Given text -
--- start ---

A mathematical structure is essentially algebraic if its definition involves partially defined operations satisfying equational laws, where the domain of any given operation is a subset where various other operations happen to be equal. An actual algebraic theory is one where all operations are total functions.

The most familiar example may be the (strict) notion of category: a small category consists of a set $C_0$ of objects, a set $C_1$ of morphisms, source and target maps $s,t : C_1 \to C_0$ and so on, but composition is only defined for pairs of morphisms where the source of one happens to equal the target of the other.

Essentially algebraic theories can be understood through category theory at least when they are finitary, so that all operations have only finitely many arguments. This gives a generalisation of Lawvere theories, which describe finitary algebraic theories.

--- end ---

Exercise task -
Summarize the passage on essentially algebraic theories in two sentences.

Given entries -
--- start ---

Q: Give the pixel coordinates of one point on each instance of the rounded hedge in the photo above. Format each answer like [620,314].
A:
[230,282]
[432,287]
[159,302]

--- end ---

Answer -
An essentially algebraic structure is defined by partially defined operations obeying equational laws, with each operation's domain being a subset where certain other operations are equal, whereas an actual algebraic theory has only total operations. The strict notion of a small category is a familiar example, since composition is defined only when one morphism's source equals the other's target, and finitary essentially algebraic theories can be understood through category theory as a generalization of Lawvere theories.